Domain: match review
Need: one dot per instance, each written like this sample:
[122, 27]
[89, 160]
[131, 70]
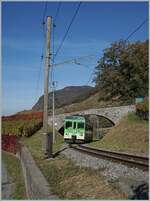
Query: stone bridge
[114, 114]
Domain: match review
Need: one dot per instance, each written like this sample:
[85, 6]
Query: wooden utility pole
[47, 137]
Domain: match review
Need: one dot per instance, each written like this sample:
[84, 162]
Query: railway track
[141, 162]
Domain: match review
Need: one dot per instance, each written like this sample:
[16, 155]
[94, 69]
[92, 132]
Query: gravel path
[7, 186]
[128, 178]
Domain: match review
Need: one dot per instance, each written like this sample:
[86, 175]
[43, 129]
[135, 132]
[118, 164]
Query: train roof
[75, 118]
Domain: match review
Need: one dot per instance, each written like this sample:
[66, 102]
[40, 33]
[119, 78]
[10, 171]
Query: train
[77, 130]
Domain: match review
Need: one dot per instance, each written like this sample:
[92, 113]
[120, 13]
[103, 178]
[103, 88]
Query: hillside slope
[130, 135]
[66, 96]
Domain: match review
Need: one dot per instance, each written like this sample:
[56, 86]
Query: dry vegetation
[67, 180]
[130, 135]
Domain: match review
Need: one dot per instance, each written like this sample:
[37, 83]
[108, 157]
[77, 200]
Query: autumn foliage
[22, 124]
[142, 110]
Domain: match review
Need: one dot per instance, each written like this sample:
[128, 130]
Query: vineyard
[22, 125]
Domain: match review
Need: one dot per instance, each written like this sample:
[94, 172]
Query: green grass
[14, 169]
[67, 180]
[130, 135]
[133, 118]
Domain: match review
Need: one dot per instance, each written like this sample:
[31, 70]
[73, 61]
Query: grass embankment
[130, 135]
[14, 169]
[67, 180]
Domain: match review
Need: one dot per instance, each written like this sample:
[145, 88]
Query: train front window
[68, 124]
[80, 125]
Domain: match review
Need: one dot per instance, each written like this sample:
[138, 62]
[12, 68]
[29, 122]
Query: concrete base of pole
[50, 145]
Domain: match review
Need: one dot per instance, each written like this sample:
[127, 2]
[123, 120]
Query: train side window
[74, 125]
[68, 124]
[80, 125]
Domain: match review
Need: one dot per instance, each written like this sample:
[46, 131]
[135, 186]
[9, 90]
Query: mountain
[66, 96]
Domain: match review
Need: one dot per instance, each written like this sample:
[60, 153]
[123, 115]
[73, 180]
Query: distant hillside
[66, 96]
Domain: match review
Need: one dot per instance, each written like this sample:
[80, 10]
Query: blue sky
[96, 26]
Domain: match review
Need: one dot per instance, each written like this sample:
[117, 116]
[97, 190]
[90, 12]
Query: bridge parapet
[114, 114]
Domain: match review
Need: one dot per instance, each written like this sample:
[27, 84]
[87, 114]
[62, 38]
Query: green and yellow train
-=-=-=-=-
§ **Goal**:
Which lines above contain the word "hillside"? Copy each one in full.

§ **Reply to the task**:
Query: hillside slope
Query: distant hillside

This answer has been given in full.